[start]
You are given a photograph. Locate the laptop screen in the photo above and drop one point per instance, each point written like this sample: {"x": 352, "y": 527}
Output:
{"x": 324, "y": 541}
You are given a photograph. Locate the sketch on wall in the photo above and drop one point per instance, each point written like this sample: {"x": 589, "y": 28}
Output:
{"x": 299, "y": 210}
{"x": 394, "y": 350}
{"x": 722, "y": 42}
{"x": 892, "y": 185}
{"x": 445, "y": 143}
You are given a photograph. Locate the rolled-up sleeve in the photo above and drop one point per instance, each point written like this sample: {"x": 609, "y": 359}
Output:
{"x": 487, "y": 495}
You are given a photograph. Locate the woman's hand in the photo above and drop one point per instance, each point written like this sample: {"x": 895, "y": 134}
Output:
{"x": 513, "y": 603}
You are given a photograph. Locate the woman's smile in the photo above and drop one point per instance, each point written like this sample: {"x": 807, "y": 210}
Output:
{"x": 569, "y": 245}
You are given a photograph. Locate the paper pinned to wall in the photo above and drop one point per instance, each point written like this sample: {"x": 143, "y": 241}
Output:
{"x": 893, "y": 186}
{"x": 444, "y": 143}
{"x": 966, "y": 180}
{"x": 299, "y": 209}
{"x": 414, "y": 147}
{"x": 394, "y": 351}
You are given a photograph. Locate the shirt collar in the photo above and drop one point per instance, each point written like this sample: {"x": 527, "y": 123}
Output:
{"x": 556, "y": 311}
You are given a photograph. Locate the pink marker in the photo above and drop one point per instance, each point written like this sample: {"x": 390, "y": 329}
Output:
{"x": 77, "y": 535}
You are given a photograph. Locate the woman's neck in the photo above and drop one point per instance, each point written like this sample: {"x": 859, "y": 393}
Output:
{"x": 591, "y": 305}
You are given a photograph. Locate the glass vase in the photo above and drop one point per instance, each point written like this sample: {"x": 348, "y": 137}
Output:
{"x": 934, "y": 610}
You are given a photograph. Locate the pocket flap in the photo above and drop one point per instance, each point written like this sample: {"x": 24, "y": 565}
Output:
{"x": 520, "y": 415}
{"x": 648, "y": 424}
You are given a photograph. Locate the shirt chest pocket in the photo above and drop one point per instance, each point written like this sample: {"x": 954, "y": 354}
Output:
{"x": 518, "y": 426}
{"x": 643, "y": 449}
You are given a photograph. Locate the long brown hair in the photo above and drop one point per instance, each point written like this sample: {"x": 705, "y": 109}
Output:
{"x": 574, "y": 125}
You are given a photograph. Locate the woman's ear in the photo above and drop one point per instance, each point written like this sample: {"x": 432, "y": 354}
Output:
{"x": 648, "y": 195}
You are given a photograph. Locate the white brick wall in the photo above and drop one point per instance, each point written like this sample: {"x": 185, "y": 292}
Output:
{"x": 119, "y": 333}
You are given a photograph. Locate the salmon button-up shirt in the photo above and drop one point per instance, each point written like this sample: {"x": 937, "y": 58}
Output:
[end]
## WHAT TO WORK ON
Pull out each record as written and restate it exactly.

## RESPONSE TO THE TASK
You are given a photograph. Locate the laptop screen in the photo above and drop one point per instance, each point written like this sample: {"x": 352, "y": 527}
Output:
{"x": 324, "y": 541}
You are given a photograph. Locate the sketch on wall in the photo above and drop one point per instance, each point written like this sample: {"x": 589, "y": 28}
Output:
{"x": 299, "y": 210}
{"x": 394, "y": 350}
{"x": 722, "y": 42}
{"x": 892, "y": 185}
{"x": 445, "y": 143}
You are given a photograph. Locate the rolled-up sleeve in the photo above and drop one point per instance, each point written like this sample: {"x": 609, "y": 359}
Output:
{"x": 487, "y": 495}
You are given a photograph. Locate the woman's hand in the photo above and drop one point per instance, each point written like this sample: {"x": 895, "y": 134}
Output:
{"x": 513, "y": 603}
You are given a photograph. Locate the woman's smile in the photo above and drop one point per instance, each point written like this sample: {"x": 807, "y": 210}
Output:
{"x": 569, "y": 245}
You are given a photograph. Locate the paper pinned to wall in the photo above and drop one point per instance, each point written like this sample: {"x": 143, "y": 241}
Output:
{"x": 893, "y": 186}
{"x": 444, "y": 143}
{"x": 966, "y": 180}
{"x": 299, "y": 209}
{"x": 414, "y": 147}
{"x": 394, "y": 351}
You are given a photograph. Locate the shirt collar in the photo above and drop one point per instance, each point written like this sample: {"x": 527, "y": 123}
Output:
{"x": 556, "y": 311}
You are given a photograph. Locate the pink marker in the photo above and drop one point per instance, each point written like this sample: {"x": 390, "y": 329}
Output:
{"x": 77, "y": 535}
You are given a photograph. Locate the woman's neck in the photo above and drop one point per instance, each point written like this sample: {"x": 859, "y": 393}
Output:
{"x": 591, "y": 305}
You are given a photograph. Locate the glass vase in the photo above and drop one point per instance, each point written like this sample: {"x": 348, "y": 137}
Output:
{"x": 934, "y": 610}
You are given a photograph. Locate the pocket flap in the photo above and drop one point per instance, each point written like this sample: {"x": 24, "y": 565}
Output:
{"x": 520, "y": 415}
{"x": 648, "y": 424}
You are given a photograph. Locate the shirt chest pocket in the photo above and drop one point per instance, each point written like this sample: {"x": 954, "y": 354}
Output:
{"x": 518, "y": 426}
{"x": 643, "y": 449}
You are given a photograph. Locate the long brown hair in the photo above and drop one point per instance, each point written like this sample: {"x": 705, "y": 109}
Output:
{"x": 574, "y": 125}
You are given a photograph. Locate the woman's ear in the photo above and drop one point per instance, each point written like this sample: {"x": 432, "y": 354}
Output:
{"x": 648, "y": 195}
You are given a photograph. Locate the white brick wall in the photo above and drop one point per instance, each point written like this sample: {"x": 185, "y": 292}
Output:
{"x": 119, "y": 333}
You are given a photograph. Locate the salmon button-up shirt in the photo above and drop one point per instance, each point written like this sample: {"x": 937, "y": 58}
Output:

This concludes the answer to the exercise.